* [To do]: Retype each entry below exactly as it stands.

* [Source data]:
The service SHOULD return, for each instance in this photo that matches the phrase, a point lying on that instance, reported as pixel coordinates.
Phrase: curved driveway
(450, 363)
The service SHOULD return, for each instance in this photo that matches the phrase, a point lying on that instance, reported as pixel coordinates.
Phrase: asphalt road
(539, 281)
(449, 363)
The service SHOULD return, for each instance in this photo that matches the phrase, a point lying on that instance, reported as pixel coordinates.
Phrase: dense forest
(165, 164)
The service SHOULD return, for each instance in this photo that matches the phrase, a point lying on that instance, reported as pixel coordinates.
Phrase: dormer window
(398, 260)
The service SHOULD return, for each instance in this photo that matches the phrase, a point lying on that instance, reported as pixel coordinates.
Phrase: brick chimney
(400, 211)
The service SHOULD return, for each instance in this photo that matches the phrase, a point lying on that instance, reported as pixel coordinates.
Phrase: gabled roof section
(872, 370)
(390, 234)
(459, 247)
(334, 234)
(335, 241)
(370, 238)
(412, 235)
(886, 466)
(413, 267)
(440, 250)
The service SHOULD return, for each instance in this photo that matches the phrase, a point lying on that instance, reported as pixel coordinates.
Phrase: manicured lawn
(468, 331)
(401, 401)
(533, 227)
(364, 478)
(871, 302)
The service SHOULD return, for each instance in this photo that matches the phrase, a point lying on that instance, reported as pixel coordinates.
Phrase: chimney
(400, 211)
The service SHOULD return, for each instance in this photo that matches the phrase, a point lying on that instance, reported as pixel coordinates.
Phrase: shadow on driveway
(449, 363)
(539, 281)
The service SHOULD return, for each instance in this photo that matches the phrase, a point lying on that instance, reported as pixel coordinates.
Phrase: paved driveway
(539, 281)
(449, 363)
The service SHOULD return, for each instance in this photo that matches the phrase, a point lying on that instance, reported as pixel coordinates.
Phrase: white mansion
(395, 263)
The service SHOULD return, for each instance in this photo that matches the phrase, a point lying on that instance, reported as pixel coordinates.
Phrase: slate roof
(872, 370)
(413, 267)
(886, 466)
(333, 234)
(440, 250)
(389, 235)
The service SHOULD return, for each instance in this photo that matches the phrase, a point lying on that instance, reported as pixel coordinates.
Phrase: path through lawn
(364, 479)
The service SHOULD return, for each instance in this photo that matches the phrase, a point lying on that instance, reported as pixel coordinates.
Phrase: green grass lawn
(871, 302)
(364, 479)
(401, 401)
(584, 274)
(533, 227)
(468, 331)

* [Exercise output]:
The service SHOULD return, for each instance in this photo that matches the phrase, a point lying on that instance, reported as pixel coordinates.
Phrase: curved driveway
(450, 363)
The service SHOULD return, for each instance in this photo that matches the phrase, a point lying on that instance, reported as pixel coordinates.
Phrase: asphalt road
(539, 281)
(449, 363)
The service SHOULD return, for each instance in this photo that matches the phrase, a point lying on that instance, reported as pixel coordinates.
Phrase: dense forest
(165, 164)
The service SHOULD return, for each instance in this photo that matches the phrase, a point lying on that instance, reported as pixel coordinates.
Phrase: dormer window
(398, 260)
The service SHOULD return, for each instance in this photo that matches the phrase, a point lying on that instance, reported as pixel coordinates.
Phrase: brick chimney
(400, 211)
The service SHOULD return, for each instance in this photo that matches the phrase, a point lying on that instance, reported as pixel coordinates.
Phrase: gabled roof section
(872, 370)
(390, 234)
(459, 247)
(334, 234)
(335, 241)
(370, 238)
(412, 235)
(886, 466)
(413, 267)
(440, 250)
The service SHOULD return, for each instance in this photo that matches the phrase, a point lying on that instance, reported as pixel coordinates.
Phrase: manicured lawn
(468, 331)
(401, 401)
(533, 227)
(364, 478)
(871, 302)
The service SHOULD return, for each instance in this photo that matches the phrase, a point lying on that instance, reported as pixel coordinates.
Phrase: chimney
(400, 211)
The service SHOULD return, for each instance in this photo that matches the phrase, a point lying on that instance, reported as pixel coordinates.
Phrase: shadow on driveway
(449, 363)
(539, 281)
The service SHOULD return, for each instance in this photo that matches the phrase, a point lying on that instance, reported as pixel coordinates.
Phrase: paved driveway
(539, 281)
(449, 363)
The service SHOULD return, for each instance in this photo that matches the phrase, a point lying on that instance, reported as pixel coordinates.
Phrase: white mansion
(395, 263)
The service SHOULD return, for each instance in this photo that matches the phrase, a point lying on that instance, reported as pixel coordinates.
Phrase: slate roof
(872, 370)
(413, 267)
(886, 466)
(333, 234)
(440, 250)
(389, 235)
The service SHOULD return, for each instance in this photo that matches the phrase, a point lying on that instance, reported as pixel coordinates.
Phrase: path through lawn
(364, 479)
The service SHOULD return, for each instance in this photo that matches the phrase, a point lying on that instance, reported as pixel coordinates.
Phrase: green grass lawn
(871, 302)
(364, 479)
(401, 401)
(584, 274)
(533, 227)
(468, 331)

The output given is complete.